> **SET PROBLEM**:
Only the lines from the one containing "of the house" to the end of the entries should be written out, each exactly as it stands, both ends included.

> **RECORDS FOR THIS EXERCISE**:
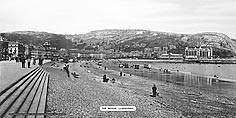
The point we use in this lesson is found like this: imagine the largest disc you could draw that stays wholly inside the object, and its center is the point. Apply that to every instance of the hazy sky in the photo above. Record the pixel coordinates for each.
(82, 16)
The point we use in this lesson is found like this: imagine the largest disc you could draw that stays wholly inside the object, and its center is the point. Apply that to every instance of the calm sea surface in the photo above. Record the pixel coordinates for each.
(199, 76)
(226, 71)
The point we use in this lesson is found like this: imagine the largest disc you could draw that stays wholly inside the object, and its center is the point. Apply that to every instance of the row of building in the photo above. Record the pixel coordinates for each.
(11, 50)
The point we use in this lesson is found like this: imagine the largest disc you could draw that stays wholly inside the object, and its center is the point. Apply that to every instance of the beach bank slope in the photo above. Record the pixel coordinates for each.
(83, 96)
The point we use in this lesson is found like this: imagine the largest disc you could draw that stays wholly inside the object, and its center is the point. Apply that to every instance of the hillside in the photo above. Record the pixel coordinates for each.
(38, 38)
(129, 40)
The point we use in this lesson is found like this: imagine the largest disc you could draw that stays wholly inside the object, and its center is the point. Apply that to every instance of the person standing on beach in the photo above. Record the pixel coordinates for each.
(34, 61)
(67, 70)
(154, 91)
(40, 60)
(23, 61)
(28, 60)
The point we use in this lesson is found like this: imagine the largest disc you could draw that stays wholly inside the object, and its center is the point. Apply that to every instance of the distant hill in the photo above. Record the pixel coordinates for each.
(129, 40)
(38, 38)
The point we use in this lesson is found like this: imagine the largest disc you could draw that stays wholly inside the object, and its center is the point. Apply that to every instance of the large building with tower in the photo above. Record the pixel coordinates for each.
(202, 52)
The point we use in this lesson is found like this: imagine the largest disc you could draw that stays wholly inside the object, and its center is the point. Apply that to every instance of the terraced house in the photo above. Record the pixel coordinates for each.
(202, 52)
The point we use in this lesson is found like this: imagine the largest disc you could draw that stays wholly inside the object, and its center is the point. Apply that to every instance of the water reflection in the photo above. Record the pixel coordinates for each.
(205, 83)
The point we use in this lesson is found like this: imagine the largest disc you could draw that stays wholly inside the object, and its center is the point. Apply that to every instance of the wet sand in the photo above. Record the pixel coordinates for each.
(83, 96)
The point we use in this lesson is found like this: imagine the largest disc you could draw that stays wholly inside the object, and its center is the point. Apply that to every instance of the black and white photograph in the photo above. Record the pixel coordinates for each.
(118, 59)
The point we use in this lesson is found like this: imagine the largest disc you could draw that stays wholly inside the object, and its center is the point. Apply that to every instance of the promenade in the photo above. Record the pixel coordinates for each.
(23, 90)
(12, 71)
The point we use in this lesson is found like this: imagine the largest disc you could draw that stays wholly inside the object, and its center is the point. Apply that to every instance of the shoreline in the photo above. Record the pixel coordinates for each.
(183, 61)
(174, 100)
(181, 71)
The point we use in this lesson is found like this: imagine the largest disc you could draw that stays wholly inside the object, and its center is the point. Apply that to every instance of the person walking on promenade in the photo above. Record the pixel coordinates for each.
(154, 91)
(23, 61)
(28, 61)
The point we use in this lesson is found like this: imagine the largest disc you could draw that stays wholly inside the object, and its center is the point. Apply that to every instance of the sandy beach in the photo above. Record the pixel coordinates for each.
(83, 96)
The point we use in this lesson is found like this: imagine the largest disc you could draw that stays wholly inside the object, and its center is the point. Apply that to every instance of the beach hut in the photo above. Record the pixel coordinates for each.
(126, 65)
(148, 66)
(136, 66)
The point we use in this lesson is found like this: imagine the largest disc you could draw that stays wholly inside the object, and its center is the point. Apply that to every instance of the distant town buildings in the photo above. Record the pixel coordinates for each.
(202, 52)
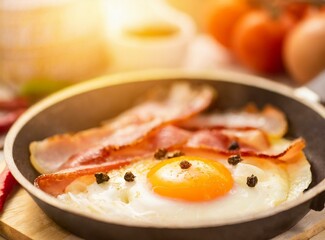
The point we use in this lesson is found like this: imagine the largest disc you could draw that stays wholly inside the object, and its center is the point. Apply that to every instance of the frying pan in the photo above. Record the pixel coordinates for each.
(87, 104)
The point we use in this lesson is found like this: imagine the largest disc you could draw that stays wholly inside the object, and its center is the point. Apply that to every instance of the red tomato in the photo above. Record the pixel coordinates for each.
(258, 40)
(223, 17)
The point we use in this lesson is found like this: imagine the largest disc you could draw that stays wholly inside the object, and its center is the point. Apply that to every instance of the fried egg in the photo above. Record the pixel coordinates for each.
(190, 190)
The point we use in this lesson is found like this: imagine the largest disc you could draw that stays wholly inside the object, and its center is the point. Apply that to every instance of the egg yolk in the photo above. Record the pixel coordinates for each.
(204, 180)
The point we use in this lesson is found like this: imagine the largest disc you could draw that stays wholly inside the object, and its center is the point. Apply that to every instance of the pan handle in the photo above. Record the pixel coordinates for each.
(314, 90)
(318, 202)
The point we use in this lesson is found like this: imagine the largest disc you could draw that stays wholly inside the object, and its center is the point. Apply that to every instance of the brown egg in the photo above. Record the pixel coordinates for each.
(304, 49)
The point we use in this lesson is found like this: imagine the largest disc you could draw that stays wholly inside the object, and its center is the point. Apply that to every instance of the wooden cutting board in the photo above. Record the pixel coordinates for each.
(23, 219)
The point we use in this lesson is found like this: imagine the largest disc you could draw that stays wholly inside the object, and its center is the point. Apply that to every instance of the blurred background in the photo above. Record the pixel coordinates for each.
(46, 45)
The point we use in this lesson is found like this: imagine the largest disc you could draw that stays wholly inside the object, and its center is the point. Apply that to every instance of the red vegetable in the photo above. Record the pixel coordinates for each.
(13, 104)
(8, 118)
(7, 182)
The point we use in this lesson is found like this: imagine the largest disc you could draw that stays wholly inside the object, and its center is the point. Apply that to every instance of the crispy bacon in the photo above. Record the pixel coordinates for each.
(55, 183)
(221, 139)
(203, 143)
(163, 138)
(163, 106)
(211, 140)
(271, 120)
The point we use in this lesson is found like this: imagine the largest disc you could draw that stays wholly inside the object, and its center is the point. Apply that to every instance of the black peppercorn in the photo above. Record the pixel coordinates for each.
(234, 159)
(185, 164)
(160, 154)
(233, 146)
(129, 177)
(101, 177)
(174, 154)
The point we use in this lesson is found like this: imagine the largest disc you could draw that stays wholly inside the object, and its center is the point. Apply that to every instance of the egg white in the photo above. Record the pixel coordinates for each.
(136, 202)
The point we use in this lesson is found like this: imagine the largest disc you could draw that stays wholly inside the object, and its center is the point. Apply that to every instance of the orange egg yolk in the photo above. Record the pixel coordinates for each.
(204, 180)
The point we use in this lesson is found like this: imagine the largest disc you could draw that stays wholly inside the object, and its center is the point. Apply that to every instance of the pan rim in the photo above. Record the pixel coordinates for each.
(154, 75)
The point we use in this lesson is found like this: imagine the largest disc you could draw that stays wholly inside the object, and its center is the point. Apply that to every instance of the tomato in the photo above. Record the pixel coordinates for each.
(304, 48)
(223, 18)
(299, 10)
(258, 40)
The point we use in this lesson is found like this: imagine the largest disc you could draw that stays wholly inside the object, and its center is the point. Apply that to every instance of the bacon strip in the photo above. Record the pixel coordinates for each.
(165, 137)
(211, 140)
(55, 183)
(271, 120)
(203, 143)
(163, 106)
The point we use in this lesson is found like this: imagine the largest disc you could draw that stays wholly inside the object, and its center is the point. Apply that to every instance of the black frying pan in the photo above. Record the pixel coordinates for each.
(86, 105)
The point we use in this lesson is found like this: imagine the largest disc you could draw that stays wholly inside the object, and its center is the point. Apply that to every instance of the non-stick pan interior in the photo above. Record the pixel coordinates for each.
(88, 109)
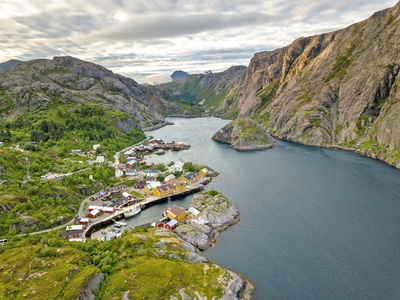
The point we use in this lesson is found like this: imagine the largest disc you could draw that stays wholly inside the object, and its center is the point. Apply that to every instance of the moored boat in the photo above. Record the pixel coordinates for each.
(132, 211)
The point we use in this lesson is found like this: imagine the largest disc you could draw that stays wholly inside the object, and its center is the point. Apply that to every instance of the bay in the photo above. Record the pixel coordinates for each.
(315, 223)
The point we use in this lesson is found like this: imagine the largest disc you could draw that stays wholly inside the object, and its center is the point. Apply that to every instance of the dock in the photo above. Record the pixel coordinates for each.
(144, 203)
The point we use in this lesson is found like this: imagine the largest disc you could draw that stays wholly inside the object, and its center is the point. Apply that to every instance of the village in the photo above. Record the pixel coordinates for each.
(101, 213)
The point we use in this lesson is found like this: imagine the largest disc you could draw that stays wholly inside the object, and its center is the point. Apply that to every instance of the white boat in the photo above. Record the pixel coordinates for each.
(132, 211)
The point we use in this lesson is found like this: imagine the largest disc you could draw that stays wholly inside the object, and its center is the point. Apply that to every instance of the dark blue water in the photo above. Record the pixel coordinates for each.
(315, 223)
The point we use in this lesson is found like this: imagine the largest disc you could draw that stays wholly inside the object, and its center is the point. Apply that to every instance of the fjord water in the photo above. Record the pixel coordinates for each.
(315, 223)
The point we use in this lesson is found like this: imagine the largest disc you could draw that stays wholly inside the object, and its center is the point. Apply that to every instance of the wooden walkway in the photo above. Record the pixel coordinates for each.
(145, 203)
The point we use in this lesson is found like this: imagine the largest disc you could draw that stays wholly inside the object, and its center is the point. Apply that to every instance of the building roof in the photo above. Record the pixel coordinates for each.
(193, 211)
(172, 223)
(153, 185)
(71, 232)
(176, 210)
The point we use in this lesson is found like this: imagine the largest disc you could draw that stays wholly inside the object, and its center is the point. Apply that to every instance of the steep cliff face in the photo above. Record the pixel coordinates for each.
(41, 82)
(338, 89)
(213, 91)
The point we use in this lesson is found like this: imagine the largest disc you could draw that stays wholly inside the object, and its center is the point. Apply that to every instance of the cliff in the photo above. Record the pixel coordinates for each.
(244, 134)
(338, 89)
(43, 82)
(212, 91)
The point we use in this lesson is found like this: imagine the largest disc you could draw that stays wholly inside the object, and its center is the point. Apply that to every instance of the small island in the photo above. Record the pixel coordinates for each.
(244, 134)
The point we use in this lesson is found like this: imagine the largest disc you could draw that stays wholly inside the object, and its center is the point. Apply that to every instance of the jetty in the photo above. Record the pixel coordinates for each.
(144, 203)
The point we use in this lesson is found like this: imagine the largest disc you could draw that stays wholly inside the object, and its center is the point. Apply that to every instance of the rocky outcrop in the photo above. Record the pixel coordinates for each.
(217, 214)
(212, 91)
(244, 134)
(338, 89)
(42, 82)
(179, 75)
(92, 284)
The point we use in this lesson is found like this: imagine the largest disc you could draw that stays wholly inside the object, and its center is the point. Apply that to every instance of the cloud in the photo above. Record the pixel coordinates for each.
(148, 40)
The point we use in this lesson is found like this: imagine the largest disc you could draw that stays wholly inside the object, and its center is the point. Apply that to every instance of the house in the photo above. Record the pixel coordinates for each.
(119, 173)
(152, 173)
(171, 224)
(100, 159)
(107, 209)
(140, 184)
(93, 207)
(130, 164)
(81, 221)
(163, 190)
(177, 166)
(190, 177)
(203, 172)
(98, 196)
(72, 234)
(148, 189)
(194, 212)
(130, 172)
(127, 195)
(177, 213)
(169, 177)
(94, 213)
(75, 227)
(150, 179)
(116, 189)
(179, 186)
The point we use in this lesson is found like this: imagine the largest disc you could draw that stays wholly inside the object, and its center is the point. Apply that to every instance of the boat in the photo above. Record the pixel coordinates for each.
(132, 211)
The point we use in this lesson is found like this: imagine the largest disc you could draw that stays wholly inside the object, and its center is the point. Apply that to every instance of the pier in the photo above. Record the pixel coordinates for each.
(144, 203)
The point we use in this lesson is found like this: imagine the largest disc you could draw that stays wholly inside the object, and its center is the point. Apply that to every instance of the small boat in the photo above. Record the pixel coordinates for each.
(132, 211)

> **RESPONSE TO THE TASK**:
The point we use in this lesson is found like this: imagine the largest disc you could draw that stays wholly inside the object, and its center is the point. Apply that to every instance of the house in the photo above. Record the pixel coordinates for each.
(119, 173)
(152, 173)
(171, 224)
(100, 159)
(107, 209)
(140, 184)
(93, 207)
(130, 164)
(81, 221)
(163, 190)
(177, 166)
(190, 177)
(203, 172)
(98, 196)
(72, 234)
(148, 189)
(194, 212)
(130, 172)
(127, 195)
(177, 213)
(169, 177)
(94, 213)
(75, 227)
(150, 179)
(116, 189)
(179, 186)
The point we use in this lesson is found like this: imagine the largest disc you could draw that stays wholly inside the object, and its center is the point. Apply that to every instance of the boat in the photo above. Record the pixel coordinates for each.
(132, 211)
The point we use in this lesson is found like this: imagine the largest disc you could draw that stays wholly inside the object, and its center is the point. Apply that to every instance of the pier in the photo above. Record the pixel coordinates for each.
(144, 203)
The point we use in this lesson is found like this: imagine the largest disc you could draw that stays wholly inside the object, and its center is the point. Apply that to every instance of the small boat in the photo above. Record the pixel coordinates for each.
(132, 211)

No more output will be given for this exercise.